[Opening Document extract section]

2. Sidecar State Scoped Per-Repo (1dc75cb)
Sidecar files now land in ~/.orch/state/{repo}/{id}.json via tokio::task_local! { REPO_CONTEXT }. Brew service (cwd=/) previously caused all sidecars to write flat to ~/.orch/state/{id}.json, breaking worktree cleanup.
3. Graceful Restart (bb0e4f3)
orch restart now waits for all running agents to finish before restarting the service. Previously, an in-progress agent could be killed mid-task.
4. Agent Prompt Hardening
Two improvements to prevent the most common agent failure (work done but not pushed):
- Pre-output checklist (
3cee8fd): agents must verifygit status,git log,git push, andgh pr viewbefore writing output JSON - Route prompt cleanup (
1f8245d): removed hardcoded executor descriptions that caused routing bias toward specific agents
5. Review Prompt Rewritten (404b557)
Rewrote review_task.md to be more explicit about rebase-first, CI-must-run, and decision rules. Review agents were previously approving without running CI.
6. Auto-Close on Done (c934eeb)
Issues are now auto-closed when tasks complete. Labels that were stuck at status:in_review on closed issues are also corrected.
What Didn't Go Well
Stale Integration Test (036ddbf)
Codex autonomous mode changed from --ask-for-approval never to --full-auto but the integration test was never updated. The test was #[ignore]d in the repo, masking the drift. Root cause: #[ignore]d tests aren't run in CI and can silently become stale. Filed as part of commit #272 and fixed.
Labels Not Updating on Close (historical, fixed today)
Several older closed issues showed status:in_review label — the label update code had a gap for the no-PR path. Fixed by c934eeb.
Prompt Effectiveness
| Prompt | Assessment |
|---|---|
agent_system.md | Strong. Mandatory pre-output checklist is new and should eliminate push-forgetting. |
review_task.md | Improved. Rebase-first + explicit CI requirement are clear. Watch for edge cases with large diffs. |
route.md | Good. Hardcoded executor descriptions removed. Historical labels now explicitly ignored. |
agent_message.md | Not reviewed today — no issues observed. |
No prompt changes needed beyond what's already landed.

[Closing Document extract section]

**Tasks and exercises:**
1. Name every prompt file assessed in the table in the orch status report.
2. Proceed with the orch status report, picking up after its final line.
The records play no part in the tasks.

[Opening Source information section]

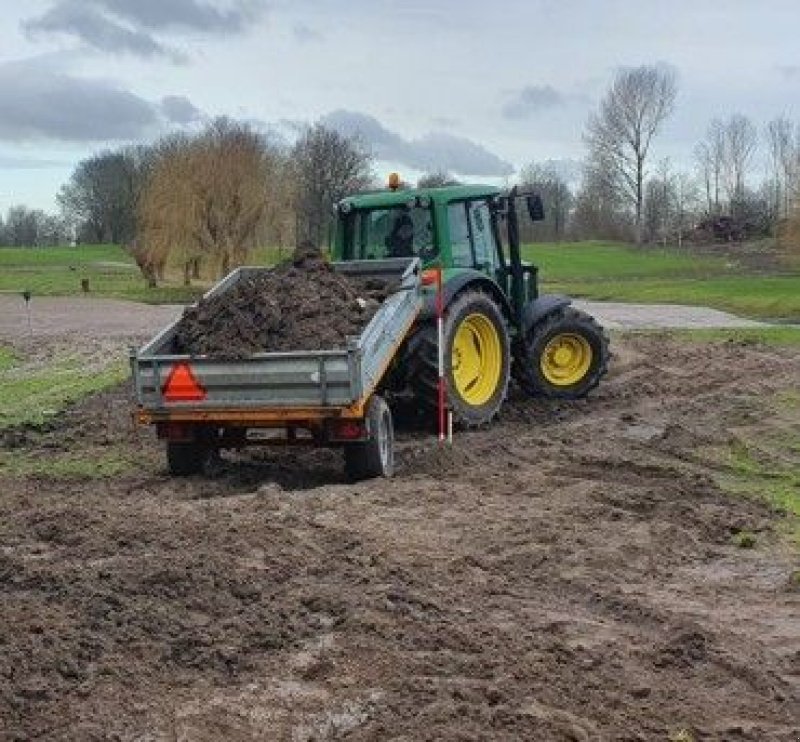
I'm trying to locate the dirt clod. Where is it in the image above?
[173,250,391,359]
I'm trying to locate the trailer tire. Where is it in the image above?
[344,394,394,482]
[167,441,208,477]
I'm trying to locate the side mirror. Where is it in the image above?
[525,196,544,222]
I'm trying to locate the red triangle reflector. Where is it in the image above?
[161,363,206,402]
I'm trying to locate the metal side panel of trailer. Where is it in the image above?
[131,259,422,412]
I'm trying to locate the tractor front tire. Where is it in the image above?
[410,290,511,427]
[516,307,609,399]
[344,394,394,482]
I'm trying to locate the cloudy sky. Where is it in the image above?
[0,0,800,211]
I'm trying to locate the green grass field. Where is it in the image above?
[525,242,800,321]
[0,346,128,429]
[0,245,203,304]
[523,242,733,282]
[0,242,800,321]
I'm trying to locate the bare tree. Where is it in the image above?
[765,116,800,224]
[291,124,372,246]
[58,147,147,245]
[723,113,758,213]
[137,119,280,284]
[572,159,633,240]
[695,119,725,216]
[585,66,677,243]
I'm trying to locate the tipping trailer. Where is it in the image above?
[131,258,423,479]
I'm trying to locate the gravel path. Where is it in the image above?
[0,294,182,340]
[0,295,776,340]
[575,300,768,330]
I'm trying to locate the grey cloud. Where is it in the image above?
[0,62,196,142]
[322,110,514,178]
[22,0,266,62]
[503,85,566,119]
[0,155,71,170]
[90,0,266,34]
[292,23,322,44]
[161,95,202,124]
[23,0,177,61]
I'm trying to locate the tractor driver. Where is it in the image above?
[386,211,414,258]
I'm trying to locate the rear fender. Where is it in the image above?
[522,294,572,335]
[419,269,513,321]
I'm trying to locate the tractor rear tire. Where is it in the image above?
[344,394,394,482]
[515,307,610,399]
[167,441,209,477]
[409,290,511,427]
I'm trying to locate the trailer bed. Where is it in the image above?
[131,258,422,425]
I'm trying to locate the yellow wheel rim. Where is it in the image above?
[539,332,592,386]
[451,313,503,407]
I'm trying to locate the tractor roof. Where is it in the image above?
[340,185,501,209]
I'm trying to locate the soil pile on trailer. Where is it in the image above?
[173,251,395,358]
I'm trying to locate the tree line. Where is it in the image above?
[521,65,800,245]
[0,65,800,264]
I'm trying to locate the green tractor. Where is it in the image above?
[332,180,609,426]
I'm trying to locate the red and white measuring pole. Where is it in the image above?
[422,267,446,442]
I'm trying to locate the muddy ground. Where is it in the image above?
[0,337,800,742]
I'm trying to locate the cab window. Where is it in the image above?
[447,201,475,268]
[448,201,499,271]
[344,206,436,260]
[468,201,498,270]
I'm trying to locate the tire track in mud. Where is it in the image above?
[0,337,800,742]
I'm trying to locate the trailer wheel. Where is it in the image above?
[167,441,208,477]
[344,394,394,482]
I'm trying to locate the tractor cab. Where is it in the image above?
[331,176,608,425]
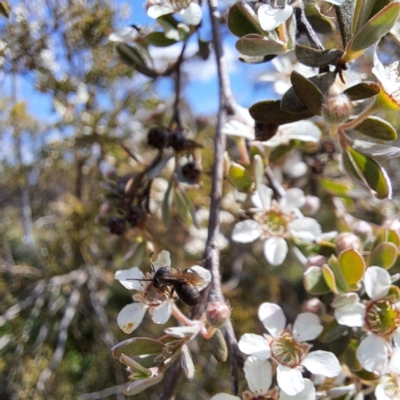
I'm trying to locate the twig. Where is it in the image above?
[294,7,324,50]
[37,270,88,392]
[170,42,187,129]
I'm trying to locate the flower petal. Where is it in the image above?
[150,300,174,324]
[277,365,305,396]
[114,267,145,290]
[251,185,273,211]
[147,4,174,19]
[293,312,324,342]
[210,393,240,400]
[356,334,388,374]
[187,265,211,291]
[288,217,322,242]
[243,356,272,396]
[279,188,306,213]
[334,302,367,327]
[258,303,286,337]
[238,333,271,360]
[182,3,203,26]
[153,250,171,271]
[257,4,293,32]
[301,350,340,378]
[232,219,262,243]
[364,267,392,300]
[279,379,317,400]
[164,323,203,339]
[264,237,288,267]
[117,303,149,334]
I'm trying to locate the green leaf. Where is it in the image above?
[249,100,313,125]
[236,33,286,57]
[290,71,324,115]
[124,373,164,396]
[239,54,276,64]
[368,242,397,269]
[343,82,380,101]
[174,186,197,226]
[229,162,253,192]
[119,354,151,377]
[322,264,339,294]
[328,256,350,293]
[351,139,400,159]
[296,44,344,68]
[338,249,365,286]
[116,43,158,78]
[354,117,397,140]
[342,2,400,63]
[318,319,349,343]
[320,178,351,196]
[303,266,330,296]
[343,147,392,199]
[226,2,265,37]
[198,37,211,60]
[162,181,173,226]
[352,0,391,33]
[281,72,336,115]
[181,344,194,379]
[253,154,265,190]
[143,32,177,47]
[304,4,336,34]
[0,1,10,18]
[111,337,165,359]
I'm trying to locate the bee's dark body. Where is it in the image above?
[153,267,204,307]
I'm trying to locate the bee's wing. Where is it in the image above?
[185,265,211,291]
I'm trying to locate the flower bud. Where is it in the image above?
[206,301,231,328]
[353,221,373,241]
[303,297,324,314]
[302,195,321,215]
[182,161,202,183]
[147,126,167,150]
[306,254,326,267]
[108,217,125,235]
[336,232,361,253]
[322,88,353,125]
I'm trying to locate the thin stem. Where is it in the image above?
[294,7,324,50]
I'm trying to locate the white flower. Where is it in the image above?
[147,0,203,26]
[108,26,138,43]
[211,356,315,400]
[261,121,321,147]
[333,266,400,374]
[232,185,321,266]
[325,0,346,6]
[372,47,400,108]
[257,4,293,32]
[115,250,174,334]
[239,303,341,399]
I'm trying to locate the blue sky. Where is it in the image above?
[8,0,278,121]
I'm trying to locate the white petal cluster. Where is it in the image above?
[147,0,203,26]
[333,266,400,374]
[232,184,321,266]
[115,250,174,334]
[239,303,341,399]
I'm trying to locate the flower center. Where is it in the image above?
[171,0,191,11]
[271,332,309,368]
[365,299,400,336]
[381,374,400,399]
[263,210,288,236]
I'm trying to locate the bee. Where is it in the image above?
[152,267,209,306]
[129,262,211,307]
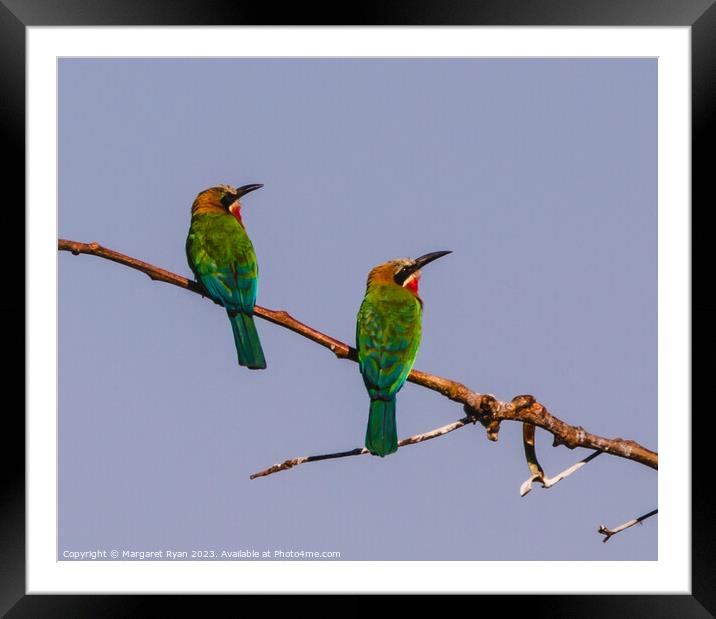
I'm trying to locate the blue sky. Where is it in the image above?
[59,59,658,560]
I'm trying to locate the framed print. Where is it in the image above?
[2,2,716,616]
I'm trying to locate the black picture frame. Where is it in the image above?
[5,0,716,617]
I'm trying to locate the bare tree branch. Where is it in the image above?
[520,451,604,496]
[249,417,476,479]
[598,509,659,544]
[58,239,659,469]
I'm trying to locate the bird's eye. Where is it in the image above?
[393,267,410,286]
[221,193,236,208]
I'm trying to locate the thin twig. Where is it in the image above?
[249,417,475,479]
[58,239,659,469]
[520,451,604,496]
[598,509,659,544]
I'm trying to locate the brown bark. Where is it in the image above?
[58,239,659,469]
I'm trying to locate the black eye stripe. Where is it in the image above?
[393,267,412,286]
[221,193,236,208]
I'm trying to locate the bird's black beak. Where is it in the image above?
[236,183,263,200]
[413,251,452,271]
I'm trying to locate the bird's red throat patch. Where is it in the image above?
[403,274,420,297]
[229,202,244,226]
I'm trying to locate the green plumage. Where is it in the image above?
[356,276,422,456]
[186,202,266,369]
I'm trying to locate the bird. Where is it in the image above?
[356,251,452,457]
[186,183,266,370]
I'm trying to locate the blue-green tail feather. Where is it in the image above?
[365,397,398,456]
[228,312,266,370]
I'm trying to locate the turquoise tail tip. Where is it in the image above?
[365,398,398,458]
[229,312,266,370]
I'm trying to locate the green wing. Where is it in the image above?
[186,215,258,313]
[356,290,421,398]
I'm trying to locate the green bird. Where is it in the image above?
[356,251,452,457]
[186,184,266,370]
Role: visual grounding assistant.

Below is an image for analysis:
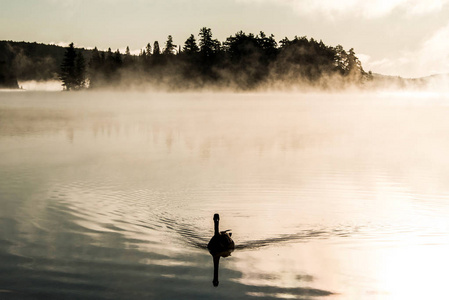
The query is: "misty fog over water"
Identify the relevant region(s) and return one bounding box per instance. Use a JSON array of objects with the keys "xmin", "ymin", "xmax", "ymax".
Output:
[{"xmin": 0, "ymin": 91, "xmax": 449, "ymax": 299}]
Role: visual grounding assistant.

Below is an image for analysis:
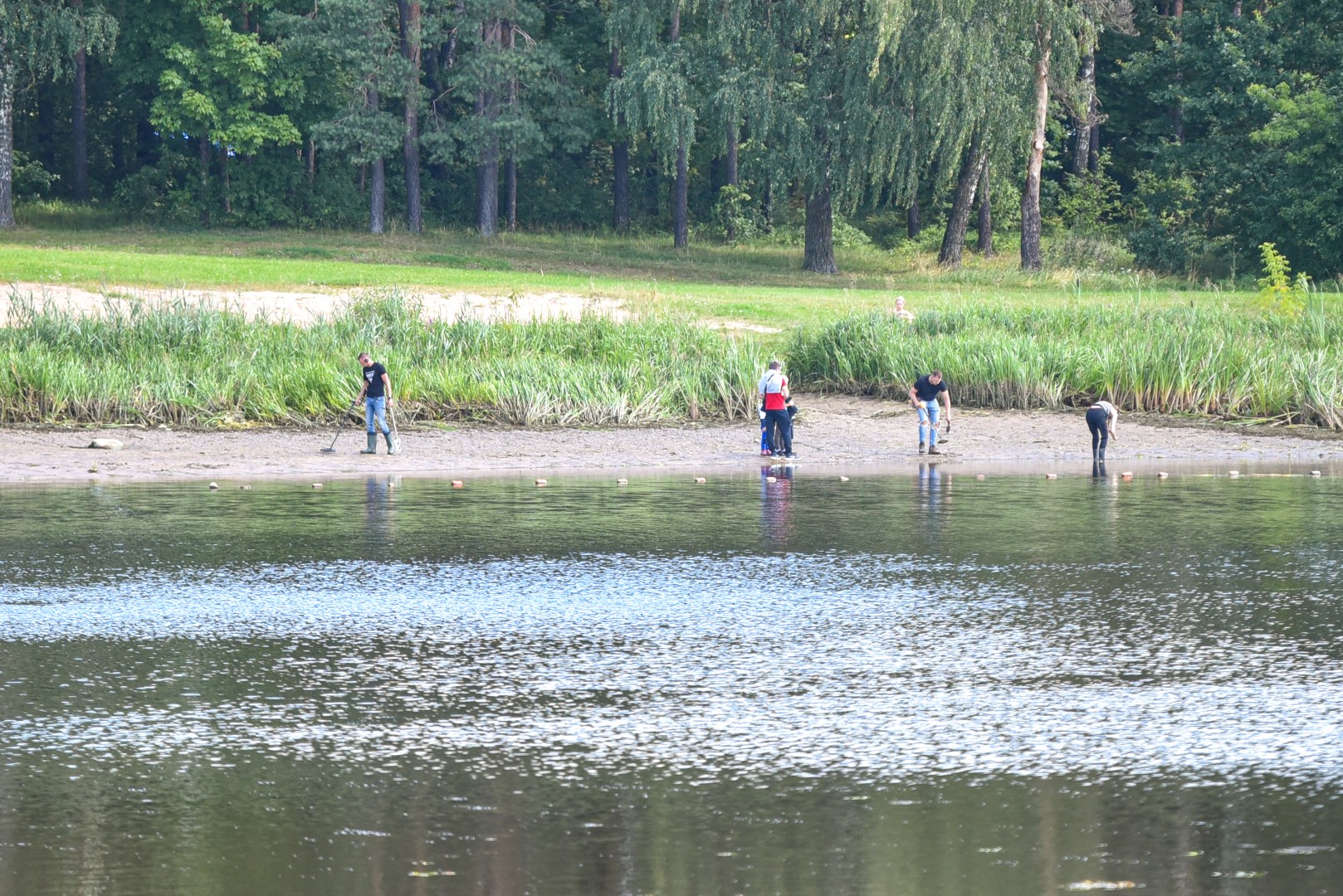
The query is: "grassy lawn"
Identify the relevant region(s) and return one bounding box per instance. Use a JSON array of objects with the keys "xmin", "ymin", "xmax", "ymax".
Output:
[{"xmin": 0, "ymin": 211, "xmax": 1289, "ymax": 329}]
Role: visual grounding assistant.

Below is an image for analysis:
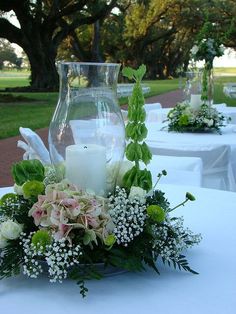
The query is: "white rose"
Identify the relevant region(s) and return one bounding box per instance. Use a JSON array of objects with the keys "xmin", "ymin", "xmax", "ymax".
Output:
[
  {"xmin": 207, "ymin": 119, "xmax": 214, "ymax": 127},
  {"xmin": 0, "ymin": 219, "xmax": 22, "ymax": 240},
  {"xmin": 129, "ymin": 186, "xmax": 147, "ymax": 203},
  {"xmin": 191, "ymin": 45, "xmax": 199, "ymax": 55},
  {"xmin": 116, "ymin": 160, "xmax": 134, "ymax": 187},
  {"xmin": 0, "ymin": 232, "xmax": 7, "ymax": 249},
  {"xmin": 13, "ymin": 183, "xmax": 23, "ymax": 195}
]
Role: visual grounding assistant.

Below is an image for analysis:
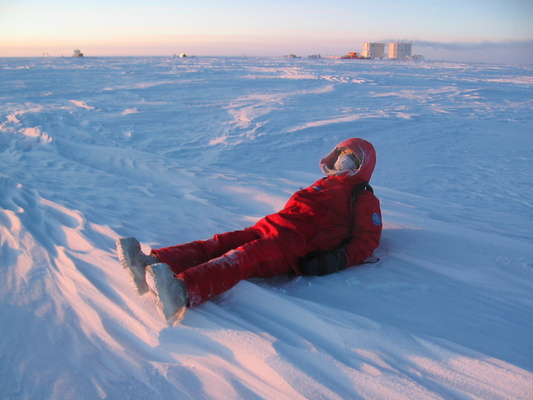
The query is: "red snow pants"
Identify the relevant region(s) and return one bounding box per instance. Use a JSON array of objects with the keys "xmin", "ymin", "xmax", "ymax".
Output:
[{"xmin": 152, "ymin": 229, "xmax": 290, "ymax": 306}]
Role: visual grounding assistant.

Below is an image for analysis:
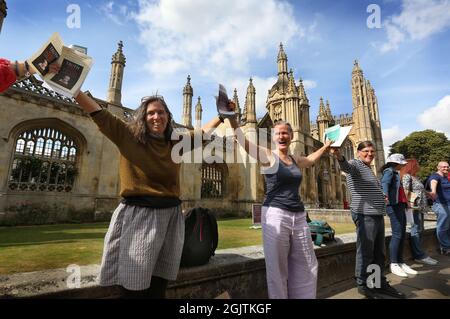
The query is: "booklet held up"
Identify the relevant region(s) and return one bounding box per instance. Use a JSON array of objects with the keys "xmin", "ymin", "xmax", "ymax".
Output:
[
  {"xmin": 216, "ymin": 84, "xmax": 236, "ymax": 118},
  {"xmin": 27, "ymin": 32, "xmax": 92, "ymax": 97},
  {"xmin": 324, "ymin": 124, "xmax": 352, "ymax": 147}
]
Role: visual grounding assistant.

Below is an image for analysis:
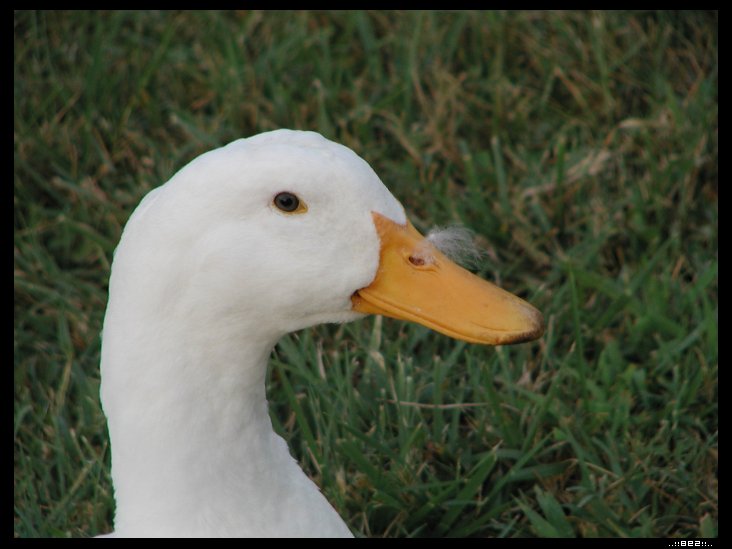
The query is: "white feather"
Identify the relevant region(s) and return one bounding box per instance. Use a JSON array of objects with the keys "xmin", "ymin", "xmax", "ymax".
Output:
[{"xmin": 426, "ymin": 225, "xmax": 486, "ymax": 269}]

[Closing Source information section]

**Outputs for the tasks:**
1. agent_system.md, review_task.md, route.md, agent_message.md

2.
Routing Accuracy
All 6 tasks today were routed to claude. No mis-routes observed. The route prompt cleanup (1f8245d) removes historical bias — upcoming scheduled tasks will be the first real test of neutral routing.
Performance
- GitHub API: Transient 502s at ~11:21 UTC (last reported in morning review) recovered automatically.
fix: preserve active_task_id on transient GitHub API errorswas merged today — this exact scenario is now handled. - No lock contention observed in logs.
- Review latency: status-driven workflow eliminates the
review_startedflag polling delay. Expected improvement in review cycle time.
New Issues Filed
| Issue | Title | Priority |
|---|---|---|
| #274 | Reduce stuck-detection threshold for tasks with no active tmux session | Low |
Tomorrow's Priorities
- Monitor the new review workflow —
needs_review→in_reviewstatus transitions are live but new. Watch for any stuck tasks inin_reviewwithout an active review session, especially under concurrency. - Stuck-detection threshold — the newly filed issue. Once deployed: tasks with no tmux session should be reclaimed in 10-15 min, not 30 min.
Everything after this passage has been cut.